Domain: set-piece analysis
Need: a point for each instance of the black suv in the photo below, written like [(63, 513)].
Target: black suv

────────────────

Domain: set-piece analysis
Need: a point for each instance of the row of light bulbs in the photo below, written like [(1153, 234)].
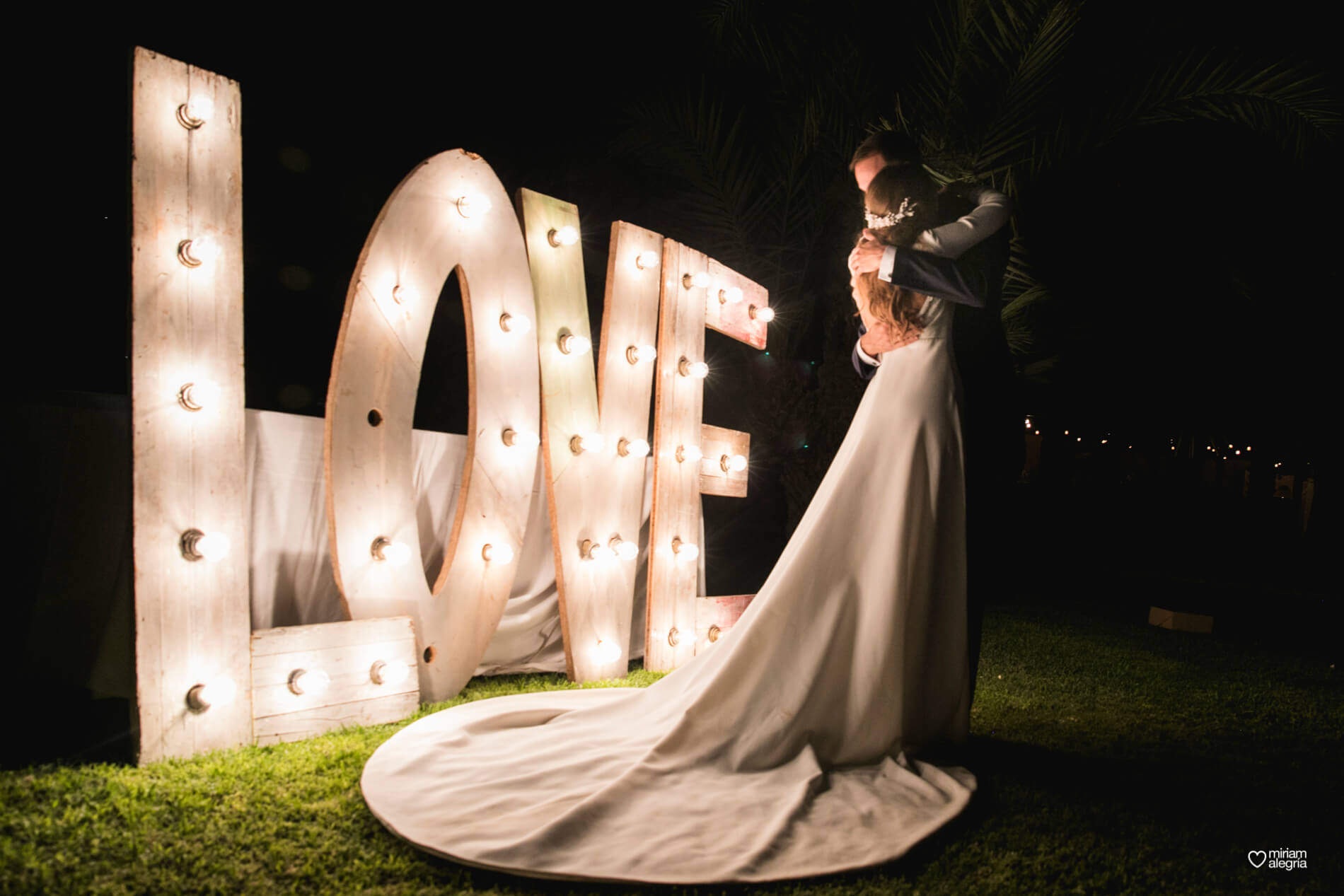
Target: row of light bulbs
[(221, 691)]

────────────────

From the records above, repeat exactly the lines from the one with "Need: a point for each instance of the black" through the one with "Target: black suv", both included.

Need: a point for each instance of the black suv in the photo below, written like [(63, 513)].
Target: black suv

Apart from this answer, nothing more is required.